▸ Given passage
-.-.-

22 Remarkable Game-Based Training Results You Need to See

When you think of your current training method, what words come to mind?

If you’re like most people those words are probably boring & ineffective.

42% of employees describe the training they get as boring and useless.[1]

And that training isn’t just ineffective... it’s also expensive. It’s estimated that companies lose around $13.5 million per 1000 employees due to poor training every year.[2]

Today let’s look at the business case for game-based training — a strategy that not only improves training engagement, but can drive better results for your business.

Short on time? You can check out the highlights in the infographic at the end of the post.

5 Benefits of Game-Based Training

1. Less Training Time

First let’s talk about one of the lesser known benefits of game-based training: less training time.

People tend to assume since game-based training is fun, employees will waste a ton of time playing instead of being productive.

-.-.-

Object point labels:
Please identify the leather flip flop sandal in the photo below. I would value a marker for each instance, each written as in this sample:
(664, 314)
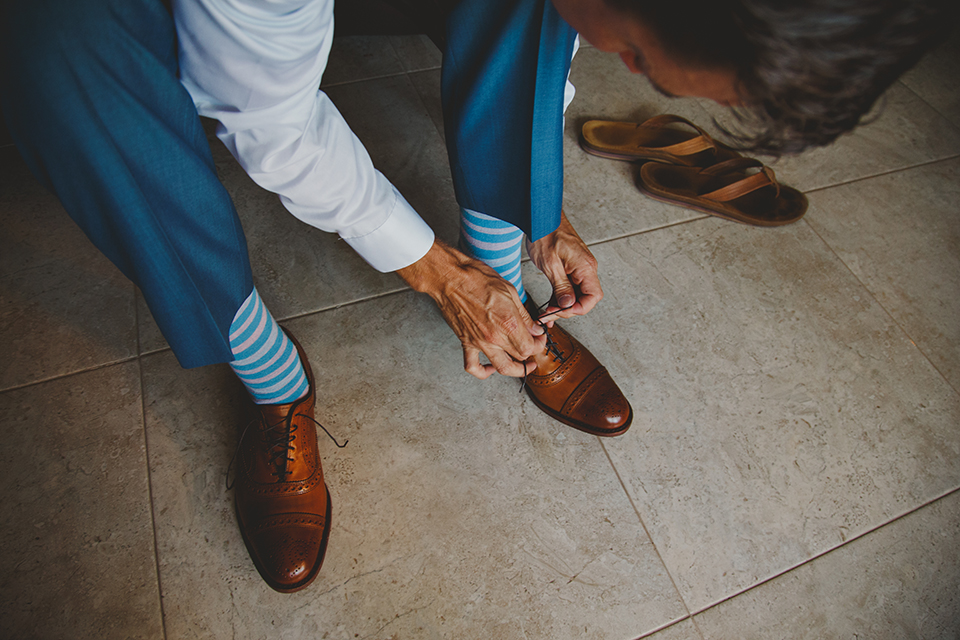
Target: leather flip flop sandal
(653, 140)
(726, 190)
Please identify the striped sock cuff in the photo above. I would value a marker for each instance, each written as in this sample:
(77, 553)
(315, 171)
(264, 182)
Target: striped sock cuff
(495, 243)
(265, 359)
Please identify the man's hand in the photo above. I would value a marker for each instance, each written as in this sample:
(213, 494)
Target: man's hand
(482, 308)
(572, 270)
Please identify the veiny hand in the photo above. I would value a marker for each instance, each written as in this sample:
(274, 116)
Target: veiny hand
(482, 308)
(572, 270)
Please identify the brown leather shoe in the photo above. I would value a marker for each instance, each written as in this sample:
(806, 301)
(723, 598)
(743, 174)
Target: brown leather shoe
(282, 502)
(571, 386)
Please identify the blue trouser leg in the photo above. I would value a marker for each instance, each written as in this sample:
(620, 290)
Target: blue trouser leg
(90, 93)
(504, 72)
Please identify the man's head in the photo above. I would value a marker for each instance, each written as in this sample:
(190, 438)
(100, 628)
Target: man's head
(802, 71)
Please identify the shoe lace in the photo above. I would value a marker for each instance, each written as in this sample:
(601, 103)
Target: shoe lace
(279, 439)
(552, 348)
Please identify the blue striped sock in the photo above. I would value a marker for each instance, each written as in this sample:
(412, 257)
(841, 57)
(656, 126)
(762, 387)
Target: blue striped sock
(495, 243)
(266, 361)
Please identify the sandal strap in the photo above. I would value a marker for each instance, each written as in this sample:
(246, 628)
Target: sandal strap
(687, 147)
(764, 178)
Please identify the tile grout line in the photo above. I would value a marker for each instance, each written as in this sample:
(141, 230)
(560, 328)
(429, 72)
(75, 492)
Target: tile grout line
(925, 163)
(889, 315)
(949, 119)
(643, 525)
(405, 72)
(146, 455)
(61, 376)
(924, 505)
(632, 234)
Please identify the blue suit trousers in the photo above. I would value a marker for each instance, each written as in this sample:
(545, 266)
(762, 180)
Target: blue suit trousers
(91, 97)
(90, 93)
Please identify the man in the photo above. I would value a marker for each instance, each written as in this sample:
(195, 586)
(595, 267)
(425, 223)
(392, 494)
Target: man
(129, 161)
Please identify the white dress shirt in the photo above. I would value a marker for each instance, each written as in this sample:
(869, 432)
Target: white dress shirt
(255, 66)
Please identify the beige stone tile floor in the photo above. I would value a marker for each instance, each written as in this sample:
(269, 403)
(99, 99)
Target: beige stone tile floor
(792, 471)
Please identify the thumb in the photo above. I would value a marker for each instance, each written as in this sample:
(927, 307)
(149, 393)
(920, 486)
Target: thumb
(562, 290)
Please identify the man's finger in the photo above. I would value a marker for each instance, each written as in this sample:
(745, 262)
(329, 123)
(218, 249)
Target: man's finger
(505, 365)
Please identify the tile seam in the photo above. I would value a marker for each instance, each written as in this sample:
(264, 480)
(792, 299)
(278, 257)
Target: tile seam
(888, 172)
(890, 316)
(146, 456)
(643, 525)
(940, 113)
(923, 505)
(61, 376)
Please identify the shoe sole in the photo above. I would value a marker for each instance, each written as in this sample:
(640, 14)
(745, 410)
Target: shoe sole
(579, 426)
(303, 584)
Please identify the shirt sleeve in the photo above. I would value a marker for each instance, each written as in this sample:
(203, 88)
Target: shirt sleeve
(256, 68)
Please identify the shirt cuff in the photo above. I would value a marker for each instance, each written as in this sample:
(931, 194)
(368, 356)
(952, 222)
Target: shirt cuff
(400, 241)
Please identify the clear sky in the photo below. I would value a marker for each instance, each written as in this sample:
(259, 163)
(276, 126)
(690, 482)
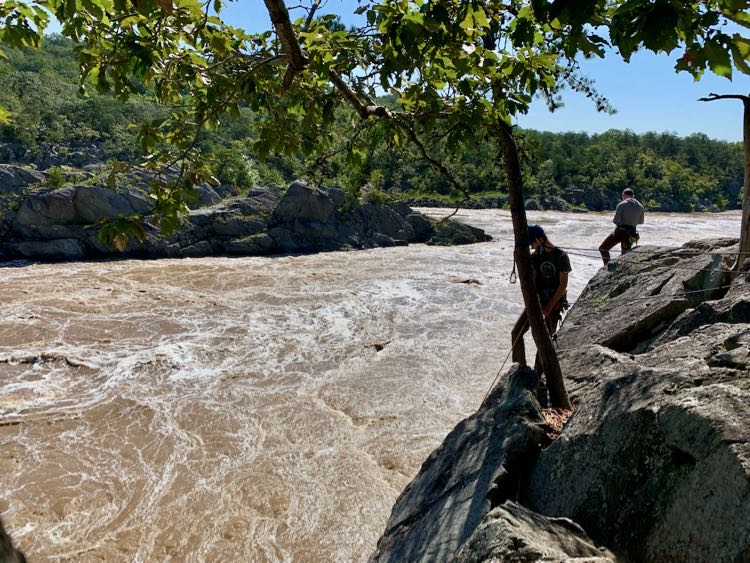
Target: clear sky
(647, 93)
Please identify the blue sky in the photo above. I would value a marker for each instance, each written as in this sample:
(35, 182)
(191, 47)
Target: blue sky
(647, 93)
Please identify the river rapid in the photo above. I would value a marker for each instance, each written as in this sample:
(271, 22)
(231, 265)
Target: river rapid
(255, 409)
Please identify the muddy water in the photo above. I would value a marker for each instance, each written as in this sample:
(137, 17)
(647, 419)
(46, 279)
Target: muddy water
(253, 409)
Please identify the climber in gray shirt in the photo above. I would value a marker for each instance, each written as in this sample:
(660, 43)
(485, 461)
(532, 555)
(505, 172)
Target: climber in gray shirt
(628, 215)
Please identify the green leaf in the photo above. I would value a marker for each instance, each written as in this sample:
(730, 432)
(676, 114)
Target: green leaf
(4, 116)
(718, 58)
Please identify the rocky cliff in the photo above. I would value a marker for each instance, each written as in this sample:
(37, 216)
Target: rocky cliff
(61, 224)
(654, 463)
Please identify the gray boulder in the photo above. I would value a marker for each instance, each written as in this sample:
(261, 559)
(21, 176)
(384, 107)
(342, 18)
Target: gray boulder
(75, 205)
(655, 461)
(303, 202)
(53, 251)
(642, 293)
(514, 534)
(480, 465)
(262, 222)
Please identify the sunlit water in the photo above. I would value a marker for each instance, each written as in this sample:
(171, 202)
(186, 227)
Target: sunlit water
(251, 409)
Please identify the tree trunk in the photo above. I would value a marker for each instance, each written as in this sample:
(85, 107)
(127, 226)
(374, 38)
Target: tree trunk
(745, 228)
(555, 384)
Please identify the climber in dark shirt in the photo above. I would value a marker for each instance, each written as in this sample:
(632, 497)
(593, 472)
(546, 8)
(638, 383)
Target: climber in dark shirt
(550, 266)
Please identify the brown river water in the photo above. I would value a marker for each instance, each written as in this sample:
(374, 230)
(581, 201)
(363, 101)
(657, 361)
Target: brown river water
(254, 409)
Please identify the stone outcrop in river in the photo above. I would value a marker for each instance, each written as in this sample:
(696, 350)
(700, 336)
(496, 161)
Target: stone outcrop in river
(61, 224)
(8, 553)
(653, 465)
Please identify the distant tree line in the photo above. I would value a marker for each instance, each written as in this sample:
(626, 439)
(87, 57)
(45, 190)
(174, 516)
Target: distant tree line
(668, 172)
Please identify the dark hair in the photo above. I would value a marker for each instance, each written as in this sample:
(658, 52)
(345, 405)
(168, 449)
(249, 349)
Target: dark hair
(535, 232)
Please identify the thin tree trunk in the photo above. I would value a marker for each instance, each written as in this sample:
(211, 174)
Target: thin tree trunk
(557, 394)
(745, 226)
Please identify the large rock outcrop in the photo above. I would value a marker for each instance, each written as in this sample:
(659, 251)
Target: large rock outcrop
(654, 464)
(8, 553)
(62, 224)
(460, 504)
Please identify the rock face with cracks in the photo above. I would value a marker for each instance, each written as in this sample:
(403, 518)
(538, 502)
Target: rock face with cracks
(653, 465)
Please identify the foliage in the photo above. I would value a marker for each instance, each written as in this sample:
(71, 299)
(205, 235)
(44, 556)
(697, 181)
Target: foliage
(452, 69)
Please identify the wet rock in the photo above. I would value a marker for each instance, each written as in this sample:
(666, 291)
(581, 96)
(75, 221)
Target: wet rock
(53, 251)
(627, 305)
(513, 533)
(303, 202)
(654, 463)
(8, 553)
(479, 466)
(264, 221)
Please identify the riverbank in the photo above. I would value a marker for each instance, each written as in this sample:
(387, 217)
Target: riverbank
(255, 408)
(65, 223)
(654, 462)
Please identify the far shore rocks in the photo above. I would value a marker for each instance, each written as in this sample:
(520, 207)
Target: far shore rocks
(46, 224)
(653, 464)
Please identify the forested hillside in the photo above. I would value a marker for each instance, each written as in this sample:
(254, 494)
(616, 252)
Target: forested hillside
(52, 126)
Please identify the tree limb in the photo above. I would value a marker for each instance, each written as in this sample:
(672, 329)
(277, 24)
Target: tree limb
(711, 97)
(283, 26)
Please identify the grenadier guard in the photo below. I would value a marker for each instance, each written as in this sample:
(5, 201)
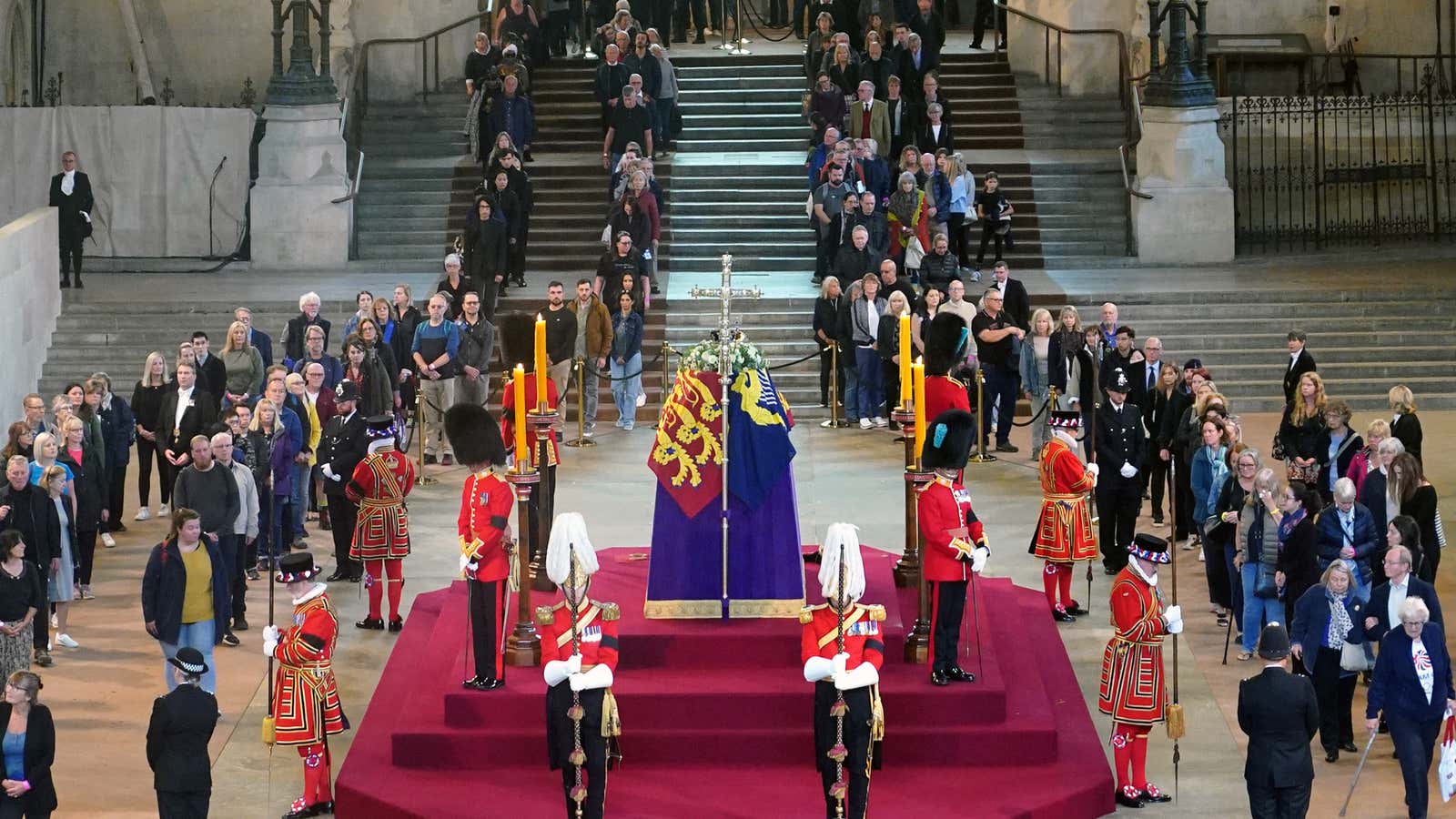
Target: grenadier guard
(516, 334)
(945, 339)
(1132, 690)
(956, 544)
(382, 532)
(306, 700)
(487, 554)
(844, 647)
(1120, 450)
(579, 658)
(1065, 526)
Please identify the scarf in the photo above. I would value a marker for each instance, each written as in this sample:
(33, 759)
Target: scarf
(1340, 622)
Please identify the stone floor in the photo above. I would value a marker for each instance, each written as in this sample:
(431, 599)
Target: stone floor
(101, 693)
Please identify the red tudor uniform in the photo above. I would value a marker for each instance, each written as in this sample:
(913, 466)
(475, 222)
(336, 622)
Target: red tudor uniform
(1132, 688)
(306, 698)
(950, 531)
(382, 531)
(1065, 526)
(485, 508)
(864, 723)
(597, 643)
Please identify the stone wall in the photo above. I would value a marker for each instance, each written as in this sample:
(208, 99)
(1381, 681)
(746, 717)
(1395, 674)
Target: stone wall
(210, 47)
(29, 271)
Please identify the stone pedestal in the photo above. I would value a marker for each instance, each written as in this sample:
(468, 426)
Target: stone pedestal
(1179, 164)
(302, 167)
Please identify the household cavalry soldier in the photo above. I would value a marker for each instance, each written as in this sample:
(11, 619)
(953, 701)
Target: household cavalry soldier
(1132, 690)
(516, 334)
(844, 647)
(382, 533)
(306, 700)
(1120, 450)
(342, 446)
(956, 545)
(1065, 526)
(487, 554)
(945, 343)
(579, 658)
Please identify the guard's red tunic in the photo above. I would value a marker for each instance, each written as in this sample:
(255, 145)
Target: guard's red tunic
(509, 419)
(944, 511)
(379, 486)
(306, 700)
(1065, 526)
(485, 508)
(1132, 688)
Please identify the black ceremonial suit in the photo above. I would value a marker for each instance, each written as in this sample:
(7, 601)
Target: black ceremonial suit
(72, 223)
(1120, 439)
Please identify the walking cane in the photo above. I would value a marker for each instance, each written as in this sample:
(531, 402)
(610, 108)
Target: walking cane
(1359, 768)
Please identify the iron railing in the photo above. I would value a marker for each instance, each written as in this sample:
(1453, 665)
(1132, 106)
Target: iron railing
(1310, 172)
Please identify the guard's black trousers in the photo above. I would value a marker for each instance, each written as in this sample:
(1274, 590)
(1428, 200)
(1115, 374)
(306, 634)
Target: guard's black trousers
(1117, 503)
(946, 610)
(487, 614)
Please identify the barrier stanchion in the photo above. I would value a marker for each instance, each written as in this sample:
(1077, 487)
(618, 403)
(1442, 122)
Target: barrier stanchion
(980, 457)
(581, 409)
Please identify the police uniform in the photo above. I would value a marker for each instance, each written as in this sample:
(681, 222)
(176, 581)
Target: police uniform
(341, 448)
(581, 713)
(1132, 687)
(306, 704)
(1120, 443)
(953, 537)
(1065, 526)
(382, 531)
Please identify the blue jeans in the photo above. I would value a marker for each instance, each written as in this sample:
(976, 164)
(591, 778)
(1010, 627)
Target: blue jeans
(194, 636)
(871, 392)
(625, 392)
(1257, 611)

-.-.-

▸ Stated task 1
Rewrite the game-based training passage starting with "When you think" and going on through "for your business.", swapping "ineffective" for "unproductive".
▸ Stated task 2
Pick out and copy every line of the listing that contains the word "cracks".

▸ Complete answer 1
When you think of your current training method, what words come to mind?

If you’re like most people those words are probably boring & unproductive.

42% of employees describe the training they get as boring and useless.[1]

And that training isn’t just unproductive... it’s also expensive. It’s estimated that companies lose around $13.5 million per 1000 employees due to poor training every year.[2]

Today let’s look at the business case for game-based training — a strategy that not only improves training engagement, but can drive better results for your business.

▸ Complete answer 2
Please identify the rock face with cracks in the photo above. I would value a marker for each instance, each written as in this sample:
Target: rock face with cracks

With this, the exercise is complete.